Task goal: Copy each line of the listing below where the word "noun" turns up.

Information supplied:
========================
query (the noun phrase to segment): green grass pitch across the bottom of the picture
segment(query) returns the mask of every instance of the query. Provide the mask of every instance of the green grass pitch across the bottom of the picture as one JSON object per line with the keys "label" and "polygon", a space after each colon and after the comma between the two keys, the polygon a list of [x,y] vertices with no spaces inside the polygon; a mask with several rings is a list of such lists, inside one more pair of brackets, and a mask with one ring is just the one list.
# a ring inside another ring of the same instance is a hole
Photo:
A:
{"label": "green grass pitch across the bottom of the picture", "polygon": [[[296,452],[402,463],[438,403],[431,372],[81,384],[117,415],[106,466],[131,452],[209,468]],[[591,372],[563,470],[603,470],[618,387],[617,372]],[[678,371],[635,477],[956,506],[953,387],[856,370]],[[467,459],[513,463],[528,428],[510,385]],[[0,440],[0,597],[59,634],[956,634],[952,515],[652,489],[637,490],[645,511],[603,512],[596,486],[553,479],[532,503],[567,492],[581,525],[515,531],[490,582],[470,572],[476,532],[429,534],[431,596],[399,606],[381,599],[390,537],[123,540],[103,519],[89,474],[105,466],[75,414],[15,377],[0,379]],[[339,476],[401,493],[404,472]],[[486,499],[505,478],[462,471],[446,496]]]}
========================
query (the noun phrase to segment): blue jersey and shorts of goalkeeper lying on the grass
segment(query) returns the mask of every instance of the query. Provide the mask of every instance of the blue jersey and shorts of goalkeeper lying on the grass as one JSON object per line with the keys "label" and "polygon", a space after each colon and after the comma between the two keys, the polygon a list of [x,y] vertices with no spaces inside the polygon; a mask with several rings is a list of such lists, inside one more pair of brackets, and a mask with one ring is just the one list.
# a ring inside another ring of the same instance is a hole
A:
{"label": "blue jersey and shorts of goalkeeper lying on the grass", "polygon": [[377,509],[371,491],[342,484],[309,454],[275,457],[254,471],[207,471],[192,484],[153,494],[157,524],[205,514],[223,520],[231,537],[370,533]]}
========================
Reply to the task:
query (the noun phrase to segment): green grass pitch across the bottom of the picture
query (the noun phrase to segment): blue jersey and shorts of goalkeeper lying on the grass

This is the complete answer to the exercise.